= Aim =
Revise the items below by replacing every instance of "Reported" with "Located", and leave all other text unchanged.

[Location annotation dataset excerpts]

-- begin --

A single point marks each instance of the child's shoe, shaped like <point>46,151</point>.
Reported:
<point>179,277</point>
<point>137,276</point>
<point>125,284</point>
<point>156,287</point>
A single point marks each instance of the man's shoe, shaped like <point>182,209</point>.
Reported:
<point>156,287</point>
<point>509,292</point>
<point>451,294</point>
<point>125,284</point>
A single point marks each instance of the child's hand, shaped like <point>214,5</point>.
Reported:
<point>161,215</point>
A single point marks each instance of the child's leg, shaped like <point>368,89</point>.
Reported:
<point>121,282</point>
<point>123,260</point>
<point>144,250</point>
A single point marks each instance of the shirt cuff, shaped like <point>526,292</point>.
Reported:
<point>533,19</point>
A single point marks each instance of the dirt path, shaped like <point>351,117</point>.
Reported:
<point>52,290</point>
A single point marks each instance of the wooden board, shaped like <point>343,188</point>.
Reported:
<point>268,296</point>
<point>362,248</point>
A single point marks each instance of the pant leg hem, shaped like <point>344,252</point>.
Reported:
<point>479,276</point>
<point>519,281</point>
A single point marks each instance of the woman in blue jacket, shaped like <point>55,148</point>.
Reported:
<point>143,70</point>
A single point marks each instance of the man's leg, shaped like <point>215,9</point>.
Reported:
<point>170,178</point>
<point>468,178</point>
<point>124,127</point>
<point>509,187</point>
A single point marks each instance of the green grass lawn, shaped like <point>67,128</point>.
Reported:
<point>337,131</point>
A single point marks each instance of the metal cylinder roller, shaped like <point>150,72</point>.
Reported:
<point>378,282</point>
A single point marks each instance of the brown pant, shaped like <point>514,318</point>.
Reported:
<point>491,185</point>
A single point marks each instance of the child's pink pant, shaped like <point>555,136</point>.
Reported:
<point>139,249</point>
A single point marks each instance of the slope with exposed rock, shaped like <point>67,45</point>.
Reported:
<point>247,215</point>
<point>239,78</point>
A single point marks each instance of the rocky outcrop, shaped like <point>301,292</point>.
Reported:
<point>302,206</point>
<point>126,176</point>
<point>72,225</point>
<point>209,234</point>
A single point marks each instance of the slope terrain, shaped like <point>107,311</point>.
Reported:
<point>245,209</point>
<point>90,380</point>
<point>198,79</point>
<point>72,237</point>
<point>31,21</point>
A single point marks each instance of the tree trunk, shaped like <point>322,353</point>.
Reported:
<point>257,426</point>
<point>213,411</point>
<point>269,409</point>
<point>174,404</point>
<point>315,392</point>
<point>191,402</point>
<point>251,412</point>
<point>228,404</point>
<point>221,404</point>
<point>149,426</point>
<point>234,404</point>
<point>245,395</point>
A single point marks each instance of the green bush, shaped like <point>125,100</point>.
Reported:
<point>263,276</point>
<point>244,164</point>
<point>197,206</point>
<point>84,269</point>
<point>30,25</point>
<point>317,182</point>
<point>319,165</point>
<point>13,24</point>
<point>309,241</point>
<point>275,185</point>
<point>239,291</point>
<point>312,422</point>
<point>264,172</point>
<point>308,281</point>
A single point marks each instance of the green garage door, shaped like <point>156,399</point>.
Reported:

-- end --

= Answer =
A single point marks each instance of the child's shoe, shaped like <point>46,151</point>.
Located:
<point>179,277</point>
<point>137,276</point>
<point>125,284</point>
<point>156,287</point>
A single point marks each instance of the man's shoe, shaped like <point>182,209</point>.
Located:
<point>156,287</point>
<point>509,292</point>
<point>451,294</point>
<point>125,284</point>
A single point marks each instance of the child's hand, shaped like <point>214,5</point>.
Located:
<point>161,215</point>
A single point marks each instance of the child's leg, shaped like <point>368,89</point>.
Located:
<point>121,282</point>
<point>123,260</point>
<point>144,250</point>
A single point marks each instance of the shirt cuff, shaped like <point>526,292</point>.
Located:
<point>533,19</point>
A single point marks each instance of the dirt path, shaped like <point>351,117</point>.
Located:
<point>52,290</point>
A single point marks each instance of the wooden board, shaped like <point>343,188</point>.
Located:
<point>268,296</point>
<point>362,248</point>
A single point marks each instance of the pant leg hem, shaped like <point>344,252</point>.
Located:
<point>479,276</point>
<point>519,281</point>
A single point marks each instance of the woman in blue jacket, shaped like <point>55,148</point>.
Located:
<point>143,70</point>
A single point marks each instance of the man's leg, shaped like <point>215,9</point>.
Located:
<point>170,178</point>
<point>468,178</point>
<point>124,127</point>
<point>509,187</point>
A single point marks each instance of the green grass lawn, shaped like <point>67,128</point>.
Located:
<point>337,131</point>
A single point marks each instance of the metal cylinder roller, shaped like <point>150,72</point>.
Located:
<point>378,282</point>
A single point marks each instance of the brown pant, shaped like <point>514,318</point>.
Located:
<point>491,185</point>
A single point marks each instance of the child's pink pant, shaped like <point>555,136</point>.
Located:
<point>139,249</point>
A single point marks each instance of the slope with exposed rock, shaped like <point>67,45</point>.
Located:
<point>247,215</point>
<point>239,78</point>
A single point marks each instance of the rocky outcrop, shaped like <point>301,292</point>.
Located:
<point>302,206</point>
<point>126,176</point>
<point>72,225</point>
<point>209,234</point>
A single point marks each instance of the slope terrain, shaped like <point>107,311</point>.
Located:
<point>245,209</point>
<point>90,380</point>
<point>198,79</point>
<point>72,237</point>
<point>31,21</point>
A single point marks each instance of the tree trunk, shaped like <point>322,353</point>.
Located:
<point>257,426</point>
<point>213,411</point>
<point>269,409</point>
<point>174,404</point>
<point>315,392</point>
<point>191,402</point>
<point>251,412</point>
<point>228,404</point>
<point>221,404</point>
<point>149,426</point>
<point>234,404</point>
<point>245,395</point>
A single point marks each instance of the green bush, shaped like <point>125,100</point>.
Located:
<point>263,276</point>
<point>244,164</point>
<point>197,206</point>
<point>84,269</point>
<point>30,25</point>
<point>317,182</point>
<point>319,165</point>
<point>13,24</point>
<point>309,241</point>
<point>275,185</point>
<point>239,291</point>
<point>312,422</point>
<point>264,172</point>
<point>308,281</point>
A single point marks each instance of the green garage door, shaped like <point>156,399</point>.
Located:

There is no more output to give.